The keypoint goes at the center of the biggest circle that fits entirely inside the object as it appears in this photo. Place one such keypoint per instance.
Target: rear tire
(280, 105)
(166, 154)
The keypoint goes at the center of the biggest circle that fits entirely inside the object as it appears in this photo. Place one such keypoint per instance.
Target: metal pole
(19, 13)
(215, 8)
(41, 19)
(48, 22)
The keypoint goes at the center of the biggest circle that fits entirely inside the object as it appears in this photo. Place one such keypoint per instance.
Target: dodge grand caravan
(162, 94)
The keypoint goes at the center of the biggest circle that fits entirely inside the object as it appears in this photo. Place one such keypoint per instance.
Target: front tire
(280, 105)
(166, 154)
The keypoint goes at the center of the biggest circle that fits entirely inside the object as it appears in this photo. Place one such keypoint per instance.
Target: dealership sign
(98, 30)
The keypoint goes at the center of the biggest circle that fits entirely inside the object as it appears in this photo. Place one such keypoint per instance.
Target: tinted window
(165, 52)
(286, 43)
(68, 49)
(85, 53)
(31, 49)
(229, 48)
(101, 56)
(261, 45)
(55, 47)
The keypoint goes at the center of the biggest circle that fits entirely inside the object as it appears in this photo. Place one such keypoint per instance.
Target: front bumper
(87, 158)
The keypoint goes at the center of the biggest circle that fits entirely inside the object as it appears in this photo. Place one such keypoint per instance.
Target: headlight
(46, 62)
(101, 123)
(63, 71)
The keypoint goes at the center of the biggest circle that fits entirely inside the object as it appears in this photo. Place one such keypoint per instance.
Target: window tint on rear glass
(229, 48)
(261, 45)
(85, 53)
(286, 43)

========

# Aim of the task
Everything in the listing should be written out exactly.

# Response area
The keypoint goes at the center of the biggest circle that fits entirely inside the object as it appears in this photo. Place one such keypoint per instance.
Target: rear tire
(280, 105)
(166, 154)
The keypoint goes at the center of the biggest circle that fits entirely inside the object as it appears in this photo. Place one such keypoint per instance.
Target: metal pole
(19, 13)
(215, 8)
(41, 19)
(48, 22)
The keypoint goes at the center of the biggest circle that fits entirely inside the object as it appears in this photo. Place one such keypoint per instance.
Target: dodge grand caravan
(162, 94)
The keypoint goes at the center of the biggest circle that fits entirely inside the object as it appears in this photo. Place one such keypoint per instance.
Target: front tire
(280, 105)
(166, 154)
The keypoint goes at the center of the biggest circle that fits entirely inside the object as it appears in this photo. Place one such keypoint per instance.
Target: dealership sign
(98, 30)
The keypoint goes at the center of the biggest circle that fits entirely inside the object as it appears in this photo. Place one such keypoint per instance.
Target: tinted window
(165, 52)
(286, 43)
(68, 49)
(85, 53)
(31, 49)
(229, 48)
(101, 56)
(261, 45)
(55, 47)
The keypoint goes at the center of the biggest circle that fits entirely inside the object as it appears in this photo. Place one such keypoint per instance.
Target: front bumper
(87, 158)
The keypoint goes at the center of the biggest circle that fits entirely inside the object as it appears in this photo. Place one such keypoint per instance.
Target: headlight
(46, 62)
(101, 123)
(63, 71)
The keypoint goes at the center of the biggest circle that fits entirely inside the object as it appears in this photo. Place one such keypoint per instance.
Target: window tint on rear glass
(229, 48)
(261, 45)
(85, 53)
(286, 43)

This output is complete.